[Lines of data]
>>>>>

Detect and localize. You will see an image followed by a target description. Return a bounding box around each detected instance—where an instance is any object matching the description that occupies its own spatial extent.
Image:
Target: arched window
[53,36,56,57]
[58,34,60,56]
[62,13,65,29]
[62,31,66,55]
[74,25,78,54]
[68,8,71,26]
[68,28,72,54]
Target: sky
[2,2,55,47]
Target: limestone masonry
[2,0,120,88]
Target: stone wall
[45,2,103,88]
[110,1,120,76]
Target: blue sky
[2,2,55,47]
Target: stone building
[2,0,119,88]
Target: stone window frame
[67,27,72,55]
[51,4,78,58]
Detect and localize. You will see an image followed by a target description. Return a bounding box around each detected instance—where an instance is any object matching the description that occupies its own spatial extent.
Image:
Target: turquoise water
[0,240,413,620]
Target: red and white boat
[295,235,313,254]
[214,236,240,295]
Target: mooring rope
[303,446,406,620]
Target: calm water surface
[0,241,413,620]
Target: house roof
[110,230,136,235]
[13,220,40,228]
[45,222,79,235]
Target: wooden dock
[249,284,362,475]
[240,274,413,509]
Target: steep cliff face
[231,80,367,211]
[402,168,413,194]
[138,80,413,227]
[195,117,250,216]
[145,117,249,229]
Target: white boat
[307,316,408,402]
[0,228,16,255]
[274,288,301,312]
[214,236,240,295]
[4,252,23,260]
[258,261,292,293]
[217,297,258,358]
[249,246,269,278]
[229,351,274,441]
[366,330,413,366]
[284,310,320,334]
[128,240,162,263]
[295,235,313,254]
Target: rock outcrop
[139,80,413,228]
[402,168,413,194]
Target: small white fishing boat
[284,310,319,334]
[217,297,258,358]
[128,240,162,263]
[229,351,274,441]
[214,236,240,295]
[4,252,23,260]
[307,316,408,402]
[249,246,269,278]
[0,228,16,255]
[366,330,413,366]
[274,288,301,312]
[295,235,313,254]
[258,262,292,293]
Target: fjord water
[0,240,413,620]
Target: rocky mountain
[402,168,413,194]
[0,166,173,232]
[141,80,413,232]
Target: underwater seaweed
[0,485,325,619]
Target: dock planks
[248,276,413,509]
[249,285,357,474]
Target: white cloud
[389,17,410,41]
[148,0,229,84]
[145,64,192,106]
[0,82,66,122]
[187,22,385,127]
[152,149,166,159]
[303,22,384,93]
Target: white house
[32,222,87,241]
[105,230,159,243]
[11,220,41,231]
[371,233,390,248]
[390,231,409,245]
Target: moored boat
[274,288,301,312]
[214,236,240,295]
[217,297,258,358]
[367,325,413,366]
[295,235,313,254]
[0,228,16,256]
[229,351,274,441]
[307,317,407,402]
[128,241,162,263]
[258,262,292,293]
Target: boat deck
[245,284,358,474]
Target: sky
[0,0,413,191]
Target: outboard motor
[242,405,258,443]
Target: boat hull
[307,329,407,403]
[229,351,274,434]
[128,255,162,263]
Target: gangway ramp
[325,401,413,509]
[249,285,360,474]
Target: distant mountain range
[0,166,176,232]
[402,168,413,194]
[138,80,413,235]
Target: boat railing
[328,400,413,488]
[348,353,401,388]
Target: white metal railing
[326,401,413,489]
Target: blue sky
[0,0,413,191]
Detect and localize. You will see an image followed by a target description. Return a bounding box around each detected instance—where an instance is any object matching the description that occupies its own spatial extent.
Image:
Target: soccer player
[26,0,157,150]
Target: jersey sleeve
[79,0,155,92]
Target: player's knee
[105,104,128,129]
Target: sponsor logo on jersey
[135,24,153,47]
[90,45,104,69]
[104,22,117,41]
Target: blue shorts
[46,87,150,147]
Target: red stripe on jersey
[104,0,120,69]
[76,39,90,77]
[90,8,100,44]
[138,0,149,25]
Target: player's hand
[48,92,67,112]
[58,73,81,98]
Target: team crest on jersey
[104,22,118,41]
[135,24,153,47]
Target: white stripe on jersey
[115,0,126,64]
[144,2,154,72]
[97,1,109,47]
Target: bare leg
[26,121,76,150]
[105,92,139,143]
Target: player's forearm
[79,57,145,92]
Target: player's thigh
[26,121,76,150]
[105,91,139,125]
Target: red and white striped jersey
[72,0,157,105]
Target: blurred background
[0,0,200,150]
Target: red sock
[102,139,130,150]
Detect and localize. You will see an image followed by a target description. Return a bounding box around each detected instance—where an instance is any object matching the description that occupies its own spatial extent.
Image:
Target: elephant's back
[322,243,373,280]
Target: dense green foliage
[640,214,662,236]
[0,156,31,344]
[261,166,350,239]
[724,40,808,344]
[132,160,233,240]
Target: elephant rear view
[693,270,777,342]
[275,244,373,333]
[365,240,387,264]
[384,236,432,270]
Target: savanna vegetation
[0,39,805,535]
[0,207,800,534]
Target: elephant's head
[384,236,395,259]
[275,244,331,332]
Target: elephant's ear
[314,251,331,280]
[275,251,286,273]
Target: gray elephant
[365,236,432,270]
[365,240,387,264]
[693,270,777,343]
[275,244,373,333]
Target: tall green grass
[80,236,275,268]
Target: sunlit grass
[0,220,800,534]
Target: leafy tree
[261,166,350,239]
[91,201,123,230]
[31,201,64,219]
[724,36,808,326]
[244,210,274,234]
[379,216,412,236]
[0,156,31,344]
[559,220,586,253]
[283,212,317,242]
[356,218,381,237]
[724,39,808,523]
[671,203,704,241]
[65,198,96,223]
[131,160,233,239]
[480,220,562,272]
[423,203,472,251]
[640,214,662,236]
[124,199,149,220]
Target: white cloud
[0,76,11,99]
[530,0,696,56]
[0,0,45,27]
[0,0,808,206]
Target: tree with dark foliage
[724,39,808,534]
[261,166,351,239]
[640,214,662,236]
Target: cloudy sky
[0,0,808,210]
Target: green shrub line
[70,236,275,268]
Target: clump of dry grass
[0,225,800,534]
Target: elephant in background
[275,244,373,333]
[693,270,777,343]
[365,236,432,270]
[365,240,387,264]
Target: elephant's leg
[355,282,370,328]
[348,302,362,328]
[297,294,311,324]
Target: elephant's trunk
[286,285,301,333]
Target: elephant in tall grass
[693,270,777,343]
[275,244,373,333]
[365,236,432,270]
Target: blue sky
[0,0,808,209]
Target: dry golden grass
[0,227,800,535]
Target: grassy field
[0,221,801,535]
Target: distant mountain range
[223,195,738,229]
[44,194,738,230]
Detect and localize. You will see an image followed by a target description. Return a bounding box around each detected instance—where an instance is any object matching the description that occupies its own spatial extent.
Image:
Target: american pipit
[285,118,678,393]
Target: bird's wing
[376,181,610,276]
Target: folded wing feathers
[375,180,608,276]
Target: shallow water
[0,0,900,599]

<<<<<

> [WHAT NEEDS TO BE DONE]:
How many lines in the data above contain the string "white"? Case counts; reply with the number only.

> [RESULT FOR THIS EXERCISE]:
9